3. Die Bundespolizeidirektion Graz, vertreten durch die Finanzprokuratur, hat die bezughabenden Verwaltungsakten vorgelegt, in beiden Beschwerdefällen Gegenschriften erstattet und die Abweisung der Beschwerden beantragt.

In den Gegenschriften wird das Geschehen im wesentlichen so geschildert wie in den Beschwerden und hinzugefügt, die Kriminalbeamten hätten in einer Abstellkammer neuwertige Werkzeuge gefunden, die teilweise noch die Preiszettel getragen hätten. K. B. habe hiezu erklärt, sie habe die Werkzeuge bei der Firma O. gekauft. Sie sei jedoch nicht in der Lage gewesen, hiefür Rechnungen vorzulegen. Noch während der Amtshandlung sei P. B. nach Hause gekommen. Er habe angegeben, seine Mutter habe das Werkzeug für ihn gekauft. K. B. habe daraufhin ihre bisherigen Angaben betreffend den Erwerb des Werkzeuges widerrufen und nunmehr vorgebracht, ihr Lebensgefährte habe das Werkzeug gekauft.
----------
## KURZE ÜBUNG 1
Erkläre in ein bis drei Sätzen, was laut dem Textauszug dazu führte, dass K. B. ihre bisherigen Angaben zum Erwerb des Werkzeuges widerrief.
Der Textauszug und die Auflistung sind voneinander unabhängiges Material.
----------
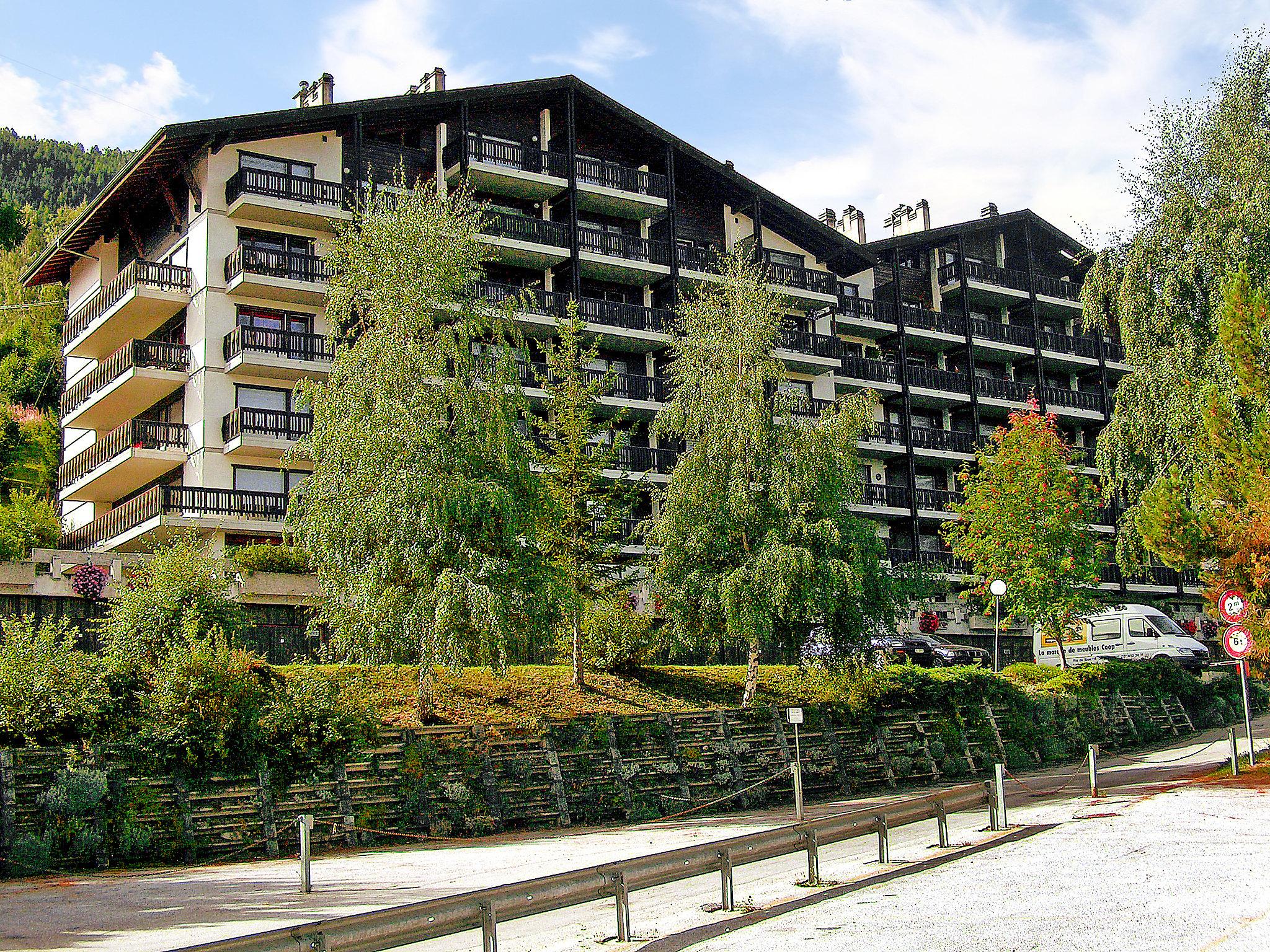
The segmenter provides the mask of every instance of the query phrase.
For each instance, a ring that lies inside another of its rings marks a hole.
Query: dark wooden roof
[[[626,123],[657,137],[676,150],[676,161],[687,161],[718,176],[725,193],[744,201],[761,198],[763,225],[806,248],[831,268],[851,274],[872,265],[875,255],[814,216],[745,178],[730,165],[671,135],[660,126],[610,99],[577,76],[502,83],[489,86],[451,89],[441,93],[415,93],[349,103],[250,113],[221,119],[180,122],[160,128],[132,160],[84,208],[23,274],[27,286],[66,281],[77,254],[88,251],[102,235],[118,230],[121,211],[142,195],[154,193],[160,183],[182,175],[183,168],[204,149],[220,149],[230,142],[304,135],[307,132],[347,132],[357,117],[366,122],[391,122],[396,117],[418,118],[452,112],[460,103],[533,98],[574,90],[594,105],[615,113]]]

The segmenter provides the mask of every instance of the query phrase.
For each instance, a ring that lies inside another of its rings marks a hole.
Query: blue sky
[[[810,212],[1124,221],[1153,100],[1203,91],[1256,0],[0,0],[0,126],[136,146],[161,122],[575,72]],[[50,75],[51,74],[51,75]],[[88,91],[93,90],[93,91]]]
----------
## KURZE ÜBUNG 2
Wandle sämtliche Zeilen der Auflistung in eine Markdown-Tabelle mit den Spalten „Nr.“ und „Zeile“ um und lass dabei leere Zeilen weg. Die Bilder gehören nicht in die Antwort.

## ENDGÜLTIGE ANTWORT 1
Laut Textauszug kam P. B. noch während der Amtshandlung nach Hause und gab an, seine Mutter habe das Werkzeug für ihn gekauft. Daraufhin widerrief K. B. ihre bisherigen Angaben und brachte nun vor, ihr Lebensgefährte habe das Werkzeug gekauft.

## ENDGÜLTIGE ANTWORT 2
| Nr. | Zeile |
|---|---|
| 1 | The segmenter provides the mask of every instance of the query phrase. |
| 2 | For each instance, a ring that lies inside another of its rings marks a hole. |
| 3 | Query: dark wooden roof |
| 4 | [[[626,123],[657,137],[676,150],[676,161],[687,161],[718,176],[725,193],[744,201],[761,198],[763,225],[806,248],[831,268],[851,274],[872,265],[875,255],[814,216],[745,178],[730,165],[671,135],[660,126],[610,99],[577,76],[502,83],[489,86],[451,89],[441,93],[415,93],[349,103],[250,113],[221,119],[180,122],[160,128],[132,160],[84,208],[23,274],[27,286],[66,281],[77,254],[88,251],[102,235],[118,230],[121,211],[142,195],[154,193],[160,183],[182,175],[183,168],[204,149],[220,149],[230,142],[304,135],[307,132],[347,132],[357,117],[366,122],[391,122],[396,117],[418,118],[452,112],[460,103],[533,98],[574,90],[594,105],[615,113]]] |
| 5 | The segmenter provides the mask of every instance of the query phrase. |
| 6 | For each instance, a ring that lies inside another of its rings marks a hole. |
| 7 | Query: blue sky |
| 8 | [[[810,212],[1124,221],[1153,100],[1203,91],[1256,0],[0,0],[0,126],[136,146],[161,122],[575,72]],[[50,75],[51,74],[51,75]],[[88,91],[93,90],[93,91]]] |